• READING TEXT
════

Sunday, 26 April 2015

Broad Bean Damage - The Culprit

I joined Jamie on the allotment in the afternoon and spent most of the time weeding and staring! I was particularly looking at our broad beans which have been nibbled all along the leaf tips, as usual. We've previously blamed ants, pigeons, pheasants, caterpillars, slugs,,,, But now I'm convinced it's caused by Bean Weevils.
The adult causes the leaf damage, which isn't too catastrophic on a reasonable specimen, but can be fatal for the plant if they start nibbling too much when it's small. Also, the bean weevil larvae damage the bean and roots which is why some of our seeds develop poorly and die before they've really got going :-(
Not a great pic, but I hope you can see it's stripes
This document has some good advice, so I hoed all around our plants so they look a bit happier and I gave them a shake to get rid of some of the weevils, but I don't see why they won't make their way back!
This is another of the critters that I thought may be to blame for the broad bean damage - Red Velvet Mites - there are a lot of these around at the moment. But these are actually a friend of the allotment holder. They eat other insects (hopefully weevils, but I'm not sure) and help with decomposition of organic matter.

I was looking round garden centres in the morning (managed to avoid the temptation to buy) while Jamie dug the last potato trench and planted the Tenerife potatoes - a row of 9 on top of manure, pine needles and shredded cardboard. The poor little spuds won't know what hit them - they've probably never been so cold! We had some lovely rain (the first in a couple of weeks) to water them in well in the evening.

════

• Segmentation dataset excerpts
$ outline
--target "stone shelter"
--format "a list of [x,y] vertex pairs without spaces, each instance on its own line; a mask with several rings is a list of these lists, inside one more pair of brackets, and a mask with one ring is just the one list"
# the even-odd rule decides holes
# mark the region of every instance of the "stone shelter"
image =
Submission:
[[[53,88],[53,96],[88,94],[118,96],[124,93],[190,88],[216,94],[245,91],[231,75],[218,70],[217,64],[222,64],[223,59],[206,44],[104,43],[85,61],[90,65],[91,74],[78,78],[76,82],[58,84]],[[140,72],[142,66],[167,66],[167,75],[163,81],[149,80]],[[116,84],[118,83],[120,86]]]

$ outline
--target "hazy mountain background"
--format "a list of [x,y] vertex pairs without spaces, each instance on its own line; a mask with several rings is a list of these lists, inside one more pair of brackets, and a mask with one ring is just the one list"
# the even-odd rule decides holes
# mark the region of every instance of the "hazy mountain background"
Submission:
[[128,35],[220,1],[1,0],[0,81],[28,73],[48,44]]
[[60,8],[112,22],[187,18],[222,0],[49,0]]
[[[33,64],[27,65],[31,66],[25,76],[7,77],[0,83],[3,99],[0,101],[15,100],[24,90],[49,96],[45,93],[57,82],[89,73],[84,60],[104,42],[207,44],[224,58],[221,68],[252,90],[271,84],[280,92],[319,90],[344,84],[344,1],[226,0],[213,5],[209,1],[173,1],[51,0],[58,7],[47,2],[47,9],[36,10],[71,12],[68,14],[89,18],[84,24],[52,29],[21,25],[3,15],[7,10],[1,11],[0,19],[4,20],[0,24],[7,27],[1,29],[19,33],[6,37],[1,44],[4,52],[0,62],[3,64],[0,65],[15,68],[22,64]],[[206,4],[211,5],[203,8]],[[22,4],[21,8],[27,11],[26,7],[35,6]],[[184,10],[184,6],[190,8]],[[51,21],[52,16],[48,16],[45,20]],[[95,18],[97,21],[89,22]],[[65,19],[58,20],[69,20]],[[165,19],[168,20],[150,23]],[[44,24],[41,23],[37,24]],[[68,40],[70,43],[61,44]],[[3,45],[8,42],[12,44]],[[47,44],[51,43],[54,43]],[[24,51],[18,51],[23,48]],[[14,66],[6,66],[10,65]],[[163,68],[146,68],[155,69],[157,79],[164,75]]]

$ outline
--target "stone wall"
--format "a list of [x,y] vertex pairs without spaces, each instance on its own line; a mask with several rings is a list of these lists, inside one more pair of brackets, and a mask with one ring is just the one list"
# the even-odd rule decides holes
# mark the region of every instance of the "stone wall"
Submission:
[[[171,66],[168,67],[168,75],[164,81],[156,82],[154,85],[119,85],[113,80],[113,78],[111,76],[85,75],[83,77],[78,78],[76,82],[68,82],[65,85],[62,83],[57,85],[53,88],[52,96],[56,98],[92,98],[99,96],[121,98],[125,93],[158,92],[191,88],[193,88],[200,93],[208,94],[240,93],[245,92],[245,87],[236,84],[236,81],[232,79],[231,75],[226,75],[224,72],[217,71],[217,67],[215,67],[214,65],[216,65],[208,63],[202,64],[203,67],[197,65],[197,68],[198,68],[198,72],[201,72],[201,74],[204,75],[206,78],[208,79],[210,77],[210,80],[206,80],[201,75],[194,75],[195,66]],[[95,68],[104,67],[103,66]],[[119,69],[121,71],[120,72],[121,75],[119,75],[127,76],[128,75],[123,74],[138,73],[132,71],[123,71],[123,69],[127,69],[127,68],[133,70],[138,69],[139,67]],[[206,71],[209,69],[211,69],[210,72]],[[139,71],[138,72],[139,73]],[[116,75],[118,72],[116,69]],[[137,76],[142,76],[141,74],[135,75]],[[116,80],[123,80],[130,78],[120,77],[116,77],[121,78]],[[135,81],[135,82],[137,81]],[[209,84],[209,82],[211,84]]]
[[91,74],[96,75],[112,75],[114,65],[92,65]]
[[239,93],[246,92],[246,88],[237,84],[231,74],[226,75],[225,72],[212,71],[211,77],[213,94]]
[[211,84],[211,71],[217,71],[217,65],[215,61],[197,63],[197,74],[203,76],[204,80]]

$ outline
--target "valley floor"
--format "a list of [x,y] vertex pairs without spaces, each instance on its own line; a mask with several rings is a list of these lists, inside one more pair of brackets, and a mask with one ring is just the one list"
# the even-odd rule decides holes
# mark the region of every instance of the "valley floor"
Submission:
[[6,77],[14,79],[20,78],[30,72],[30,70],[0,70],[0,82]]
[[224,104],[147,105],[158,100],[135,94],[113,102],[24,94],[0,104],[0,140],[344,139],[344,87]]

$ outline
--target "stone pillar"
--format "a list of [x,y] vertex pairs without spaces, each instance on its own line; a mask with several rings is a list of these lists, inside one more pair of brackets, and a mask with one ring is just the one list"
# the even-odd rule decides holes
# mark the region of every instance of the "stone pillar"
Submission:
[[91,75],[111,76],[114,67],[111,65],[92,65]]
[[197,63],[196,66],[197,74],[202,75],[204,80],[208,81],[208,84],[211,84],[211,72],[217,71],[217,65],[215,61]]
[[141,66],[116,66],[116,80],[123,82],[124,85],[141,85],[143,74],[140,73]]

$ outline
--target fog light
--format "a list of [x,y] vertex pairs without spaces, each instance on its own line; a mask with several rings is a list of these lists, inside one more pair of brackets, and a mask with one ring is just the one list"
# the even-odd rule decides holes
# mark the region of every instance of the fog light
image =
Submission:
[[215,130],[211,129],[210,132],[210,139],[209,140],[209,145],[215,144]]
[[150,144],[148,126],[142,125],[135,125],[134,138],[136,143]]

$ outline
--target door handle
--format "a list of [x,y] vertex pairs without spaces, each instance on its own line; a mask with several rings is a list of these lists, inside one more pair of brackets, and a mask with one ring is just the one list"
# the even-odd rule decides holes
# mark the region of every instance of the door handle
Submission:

════

• WHAT TO WORK ON
In the allotment blog post, what does the writer now believe is causing the nibbled leaf tips on the broad beans?

• RESULT OF THIS TASK
Bean weevils.